Brief
Go through the entries below and print, exactly, the lines starting at the one with "point: the blue" and ending at the one with "point: the brown", keeping both ends and no others.

Data extracts

● ● ●

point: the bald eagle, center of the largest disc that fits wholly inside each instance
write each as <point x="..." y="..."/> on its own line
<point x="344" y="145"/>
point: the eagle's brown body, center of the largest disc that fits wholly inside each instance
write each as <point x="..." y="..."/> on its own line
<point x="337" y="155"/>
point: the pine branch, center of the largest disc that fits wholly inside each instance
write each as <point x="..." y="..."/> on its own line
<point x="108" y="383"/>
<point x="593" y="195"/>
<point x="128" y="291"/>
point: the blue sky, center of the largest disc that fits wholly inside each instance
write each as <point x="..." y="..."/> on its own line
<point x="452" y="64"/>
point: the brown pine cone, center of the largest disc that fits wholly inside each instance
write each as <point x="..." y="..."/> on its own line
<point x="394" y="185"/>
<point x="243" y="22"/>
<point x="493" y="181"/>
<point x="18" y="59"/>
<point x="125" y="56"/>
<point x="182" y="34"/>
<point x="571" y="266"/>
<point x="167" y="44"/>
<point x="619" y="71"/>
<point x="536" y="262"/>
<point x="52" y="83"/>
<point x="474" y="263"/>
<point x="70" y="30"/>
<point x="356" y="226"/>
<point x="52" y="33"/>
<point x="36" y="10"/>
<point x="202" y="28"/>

● ● ●

Exercise result
point: the blue sky, center of the largest disc that fits wholly inside each instance
write each as <point x="..." y="..."/> on its own line
<point x="452" y="64"/>
point: the brown pine cone, center of the largest disc that fits wholly inside each instance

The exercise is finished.